◆ Text provided

*-*-*

He can't remember much about that first week expect that he finally reunites with the son he'd put
to sleep every night as a baby, but hadn't seen in more than five years.

TONY TRAN: It's nice to have him in my arms again. Because as a parent all you do is protect your
children and that I finally get to protect him and cuddle him and put him back to sleep again.

MARGOT O'NEILL: At first Hai has nightmares, afraid that his father will leave him again.

TONY TRAN: That's very heartbreaking actually. Even when I got him back, every night he will have
nightmare. Even when he's asleep, his hand will twirl around just to feel if I was there and he'll
wake up and pinch my skin whether to see it's real or not. And then after that he'll go back to
sleep again. Everyday I told him that I will always be here.

MARGOT O'NEILL: After five and a half years of wrongful detention and agonising separation from his
child, Tony Tran is released with a letter from the Government admitting that he'd actually had
valid visas since 1993.

So Tony Tran had been legal all the time. But two years after his release, there's no resolution of
his or his son's ability to stay in Australia. No compensation, no apology. And even though he has
no rights of citizenship anywhere else and has now been in Australia for 14 years, Tony Tran and
his son could still be deported unless they're given permanent residence.

*-*-*

◆ To do
1. For each statement below, state whether it agrees with the transcript about Tony Tran. Answer yes or no, and quote the words from the transcript that decide it. (a) Before their reunion, Tony Tran had not seen his son in more than five years. (b) After his release, Tony Tran received an apology from the Government. (c) Tony Tran has now been in Australia for 14 years.
2. Revise the transcript about Tony Tran, starting with "MARGOT O'NEILL: At" and going on through "always be here.", with "painful" in place of "heartbreaking".

◆ Exercise data
*-*-*

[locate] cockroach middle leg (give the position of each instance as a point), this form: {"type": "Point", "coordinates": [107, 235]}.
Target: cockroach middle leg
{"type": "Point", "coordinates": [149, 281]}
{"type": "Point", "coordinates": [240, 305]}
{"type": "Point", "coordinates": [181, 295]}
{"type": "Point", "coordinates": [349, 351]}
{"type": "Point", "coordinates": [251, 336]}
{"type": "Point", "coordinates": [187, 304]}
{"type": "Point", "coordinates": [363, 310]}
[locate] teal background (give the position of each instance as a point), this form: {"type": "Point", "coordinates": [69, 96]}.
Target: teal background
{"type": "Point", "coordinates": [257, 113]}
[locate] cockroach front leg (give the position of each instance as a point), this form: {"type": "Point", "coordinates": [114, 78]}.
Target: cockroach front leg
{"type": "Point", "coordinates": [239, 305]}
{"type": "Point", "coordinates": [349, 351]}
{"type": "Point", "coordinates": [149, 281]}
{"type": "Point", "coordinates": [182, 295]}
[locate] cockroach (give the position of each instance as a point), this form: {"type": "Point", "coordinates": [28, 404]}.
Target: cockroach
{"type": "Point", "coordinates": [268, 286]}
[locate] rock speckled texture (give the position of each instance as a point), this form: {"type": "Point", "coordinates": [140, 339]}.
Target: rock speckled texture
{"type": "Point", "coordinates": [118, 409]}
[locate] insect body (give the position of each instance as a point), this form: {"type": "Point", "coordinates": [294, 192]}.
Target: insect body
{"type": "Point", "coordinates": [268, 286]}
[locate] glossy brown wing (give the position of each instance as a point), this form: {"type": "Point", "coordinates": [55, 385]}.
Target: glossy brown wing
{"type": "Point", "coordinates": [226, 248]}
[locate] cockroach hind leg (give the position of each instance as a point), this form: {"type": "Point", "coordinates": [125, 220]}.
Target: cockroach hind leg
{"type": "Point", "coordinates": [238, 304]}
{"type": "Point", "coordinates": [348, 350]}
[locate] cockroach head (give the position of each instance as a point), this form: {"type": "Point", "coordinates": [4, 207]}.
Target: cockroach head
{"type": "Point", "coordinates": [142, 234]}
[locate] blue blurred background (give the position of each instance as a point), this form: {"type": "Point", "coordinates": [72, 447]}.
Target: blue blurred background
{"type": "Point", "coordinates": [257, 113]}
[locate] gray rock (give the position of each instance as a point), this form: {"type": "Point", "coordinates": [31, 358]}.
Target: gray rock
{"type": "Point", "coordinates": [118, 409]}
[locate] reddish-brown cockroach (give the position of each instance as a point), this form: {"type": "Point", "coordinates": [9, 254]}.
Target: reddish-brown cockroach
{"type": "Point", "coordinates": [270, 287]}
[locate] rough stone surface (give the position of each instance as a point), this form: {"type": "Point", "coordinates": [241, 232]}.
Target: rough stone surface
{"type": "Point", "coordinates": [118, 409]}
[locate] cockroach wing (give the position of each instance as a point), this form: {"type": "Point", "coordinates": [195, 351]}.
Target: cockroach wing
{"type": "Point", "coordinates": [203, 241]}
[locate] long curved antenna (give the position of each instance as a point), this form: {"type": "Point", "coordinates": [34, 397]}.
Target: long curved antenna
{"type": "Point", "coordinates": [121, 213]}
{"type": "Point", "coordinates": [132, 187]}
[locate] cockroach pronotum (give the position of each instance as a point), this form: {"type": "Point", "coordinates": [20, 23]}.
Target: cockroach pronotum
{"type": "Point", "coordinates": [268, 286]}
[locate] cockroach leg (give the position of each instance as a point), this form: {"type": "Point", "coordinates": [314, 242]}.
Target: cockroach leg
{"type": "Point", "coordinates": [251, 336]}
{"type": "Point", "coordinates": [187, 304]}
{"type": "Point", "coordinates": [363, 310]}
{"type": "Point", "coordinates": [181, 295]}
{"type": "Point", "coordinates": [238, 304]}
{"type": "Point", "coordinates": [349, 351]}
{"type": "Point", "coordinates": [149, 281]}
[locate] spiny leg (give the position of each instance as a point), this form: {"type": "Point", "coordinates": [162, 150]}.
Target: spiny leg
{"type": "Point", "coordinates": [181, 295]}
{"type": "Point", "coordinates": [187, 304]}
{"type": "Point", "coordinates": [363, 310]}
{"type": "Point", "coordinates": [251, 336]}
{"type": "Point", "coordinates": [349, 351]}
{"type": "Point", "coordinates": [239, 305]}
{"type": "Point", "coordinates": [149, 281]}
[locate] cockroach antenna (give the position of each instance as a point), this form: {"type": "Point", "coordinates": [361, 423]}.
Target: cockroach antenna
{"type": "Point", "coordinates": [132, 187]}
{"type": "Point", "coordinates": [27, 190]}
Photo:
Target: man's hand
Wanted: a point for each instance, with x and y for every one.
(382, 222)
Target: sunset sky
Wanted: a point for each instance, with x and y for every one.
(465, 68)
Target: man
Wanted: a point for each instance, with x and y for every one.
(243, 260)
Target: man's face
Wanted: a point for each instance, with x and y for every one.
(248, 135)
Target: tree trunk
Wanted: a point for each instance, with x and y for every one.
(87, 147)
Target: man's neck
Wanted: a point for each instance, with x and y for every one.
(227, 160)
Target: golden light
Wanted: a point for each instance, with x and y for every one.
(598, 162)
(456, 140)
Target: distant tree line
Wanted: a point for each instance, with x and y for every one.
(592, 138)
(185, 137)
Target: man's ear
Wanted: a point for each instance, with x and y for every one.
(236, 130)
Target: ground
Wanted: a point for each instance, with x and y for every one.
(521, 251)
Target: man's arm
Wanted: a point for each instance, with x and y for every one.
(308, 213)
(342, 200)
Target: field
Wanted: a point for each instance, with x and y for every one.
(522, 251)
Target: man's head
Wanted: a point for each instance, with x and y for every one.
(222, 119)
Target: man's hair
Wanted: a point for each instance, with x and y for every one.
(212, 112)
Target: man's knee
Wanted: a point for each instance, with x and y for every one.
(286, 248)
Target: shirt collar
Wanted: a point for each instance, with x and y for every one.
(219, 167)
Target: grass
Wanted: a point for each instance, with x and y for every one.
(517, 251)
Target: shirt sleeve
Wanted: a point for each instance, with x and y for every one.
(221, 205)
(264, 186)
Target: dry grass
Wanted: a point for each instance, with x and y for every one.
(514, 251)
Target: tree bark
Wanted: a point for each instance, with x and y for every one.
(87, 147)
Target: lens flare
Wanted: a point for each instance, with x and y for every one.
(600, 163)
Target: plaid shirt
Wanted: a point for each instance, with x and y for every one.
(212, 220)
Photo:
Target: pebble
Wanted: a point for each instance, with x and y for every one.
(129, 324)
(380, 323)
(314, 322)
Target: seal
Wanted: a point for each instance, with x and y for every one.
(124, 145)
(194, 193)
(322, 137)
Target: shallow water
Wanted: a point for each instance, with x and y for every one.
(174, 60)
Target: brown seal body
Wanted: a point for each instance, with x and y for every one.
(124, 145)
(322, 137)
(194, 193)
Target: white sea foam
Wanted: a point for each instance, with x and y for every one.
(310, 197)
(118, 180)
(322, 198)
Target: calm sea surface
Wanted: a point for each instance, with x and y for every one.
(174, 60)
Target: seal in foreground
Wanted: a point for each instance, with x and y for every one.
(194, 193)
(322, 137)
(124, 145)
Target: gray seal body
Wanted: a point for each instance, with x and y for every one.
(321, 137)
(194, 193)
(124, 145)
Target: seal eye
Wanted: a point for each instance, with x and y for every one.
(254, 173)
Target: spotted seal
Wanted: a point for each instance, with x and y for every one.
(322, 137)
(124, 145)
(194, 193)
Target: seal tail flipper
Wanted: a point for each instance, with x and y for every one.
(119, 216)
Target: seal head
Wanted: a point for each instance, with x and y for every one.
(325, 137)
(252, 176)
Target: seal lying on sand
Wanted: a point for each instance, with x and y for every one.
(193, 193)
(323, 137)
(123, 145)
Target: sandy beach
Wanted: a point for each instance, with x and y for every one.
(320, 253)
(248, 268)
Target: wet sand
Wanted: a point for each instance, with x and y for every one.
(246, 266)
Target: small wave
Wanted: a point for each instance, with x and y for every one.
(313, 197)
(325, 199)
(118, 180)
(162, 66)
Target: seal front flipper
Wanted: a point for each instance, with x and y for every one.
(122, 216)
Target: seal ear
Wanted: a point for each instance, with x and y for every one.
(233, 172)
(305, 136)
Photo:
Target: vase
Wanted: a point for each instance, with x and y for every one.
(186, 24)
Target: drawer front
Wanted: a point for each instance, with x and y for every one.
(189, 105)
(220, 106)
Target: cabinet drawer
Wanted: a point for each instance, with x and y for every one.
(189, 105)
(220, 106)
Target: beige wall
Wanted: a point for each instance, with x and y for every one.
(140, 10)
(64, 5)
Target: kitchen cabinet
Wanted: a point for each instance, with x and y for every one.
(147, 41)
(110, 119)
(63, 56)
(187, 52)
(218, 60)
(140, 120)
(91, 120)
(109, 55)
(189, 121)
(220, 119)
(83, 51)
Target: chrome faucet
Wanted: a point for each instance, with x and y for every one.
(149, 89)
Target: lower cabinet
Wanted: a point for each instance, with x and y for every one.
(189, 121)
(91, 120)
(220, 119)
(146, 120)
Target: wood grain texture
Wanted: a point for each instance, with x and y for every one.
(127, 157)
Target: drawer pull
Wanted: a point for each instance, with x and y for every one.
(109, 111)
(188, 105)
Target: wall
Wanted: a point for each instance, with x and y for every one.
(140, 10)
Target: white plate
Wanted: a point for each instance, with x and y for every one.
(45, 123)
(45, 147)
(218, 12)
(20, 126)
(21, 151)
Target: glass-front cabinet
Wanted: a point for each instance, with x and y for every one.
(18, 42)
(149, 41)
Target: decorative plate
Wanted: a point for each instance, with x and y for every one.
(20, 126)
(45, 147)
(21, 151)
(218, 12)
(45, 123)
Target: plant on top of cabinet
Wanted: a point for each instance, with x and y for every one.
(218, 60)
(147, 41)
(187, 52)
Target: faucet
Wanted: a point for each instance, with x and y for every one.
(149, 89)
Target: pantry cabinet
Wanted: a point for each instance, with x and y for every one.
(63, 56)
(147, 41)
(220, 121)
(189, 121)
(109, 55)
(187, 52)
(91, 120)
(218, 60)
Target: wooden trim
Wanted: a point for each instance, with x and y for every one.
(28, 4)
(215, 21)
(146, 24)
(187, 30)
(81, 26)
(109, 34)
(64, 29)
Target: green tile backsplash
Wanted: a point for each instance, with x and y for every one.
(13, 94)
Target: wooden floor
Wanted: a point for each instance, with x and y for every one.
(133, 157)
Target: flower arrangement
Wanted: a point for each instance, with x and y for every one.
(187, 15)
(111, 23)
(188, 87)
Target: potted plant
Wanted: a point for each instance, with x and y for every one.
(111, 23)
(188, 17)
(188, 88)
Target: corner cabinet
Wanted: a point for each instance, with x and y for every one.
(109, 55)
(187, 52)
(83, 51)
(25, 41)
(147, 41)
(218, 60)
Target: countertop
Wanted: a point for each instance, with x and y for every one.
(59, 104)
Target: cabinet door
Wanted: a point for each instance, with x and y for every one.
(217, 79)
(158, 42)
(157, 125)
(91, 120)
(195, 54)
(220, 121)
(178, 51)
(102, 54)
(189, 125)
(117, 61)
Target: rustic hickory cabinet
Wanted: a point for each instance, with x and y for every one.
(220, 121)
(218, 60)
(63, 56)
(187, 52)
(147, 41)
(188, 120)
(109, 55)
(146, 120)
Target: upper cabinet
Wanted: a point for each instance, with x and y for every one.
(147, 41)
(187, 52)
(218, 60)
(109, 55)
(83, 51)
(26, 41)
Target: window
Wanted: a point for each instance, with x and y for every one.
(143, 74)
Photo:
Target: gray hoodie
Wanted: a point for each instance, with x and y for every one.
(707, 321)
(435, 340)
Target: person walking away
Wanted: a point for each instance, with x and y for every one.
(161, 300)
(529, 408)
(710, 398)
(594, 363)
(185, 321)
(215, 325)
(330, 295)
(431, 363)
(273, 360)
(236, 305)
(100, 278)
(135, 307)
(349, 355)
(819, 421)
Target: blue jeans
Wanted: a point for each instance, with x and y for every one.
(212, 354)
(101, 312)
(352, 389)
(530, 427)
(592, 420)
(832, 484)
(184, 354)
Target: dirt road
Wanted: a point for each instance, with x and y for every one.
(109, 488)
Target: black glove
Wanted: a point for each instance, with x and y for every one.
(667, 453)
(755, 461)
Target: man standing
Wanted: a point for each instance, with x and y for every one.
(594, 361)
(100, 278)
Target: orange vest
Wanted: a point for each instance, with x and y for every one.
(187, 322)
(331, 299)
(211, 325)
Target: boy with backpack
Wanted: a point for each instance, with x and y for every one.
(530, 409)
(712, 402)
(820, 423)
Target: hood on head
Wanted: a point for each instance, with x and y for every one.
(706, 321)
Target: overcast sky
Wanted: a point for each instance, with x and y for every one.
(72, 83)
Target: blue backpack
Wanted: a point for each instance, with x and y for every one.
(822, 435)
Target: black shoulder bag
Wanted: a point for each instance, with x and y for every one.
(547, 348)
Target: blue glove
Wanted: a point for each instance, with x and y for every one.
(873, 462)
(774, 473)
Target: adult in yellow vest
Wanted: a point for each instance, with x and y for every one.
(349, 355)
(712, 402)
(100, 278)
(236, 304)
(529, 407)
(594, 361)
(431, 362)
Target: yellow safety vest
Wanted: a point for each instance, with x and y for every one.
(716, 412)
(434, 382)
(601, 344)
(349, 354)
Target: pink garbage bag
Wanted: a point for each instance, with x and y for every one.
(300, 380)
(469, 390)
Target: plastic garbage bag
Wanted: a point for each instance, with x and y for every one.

*-*-*

◆ Results in order
1.
(a) Yes: "but hadn't seen in more than five years."
(b) No: "No compensation, no apology."
(c) Yes: "has now been in Australia for 14 years"

2.
MARGOT O'NEILL: At first Hai has nightmares, afraid that his father will leave him again.

TONY TRAN: That's very painful actually. Even when I got him back, every night he will have
nightmare. Even when he's asleep, his hand will twirl around just to feel if I was there and he'll
wake up and pinch my skin whether to see it's real or not. And then after that he'll go back to
sleep again. Everyday I told him that I will always be here.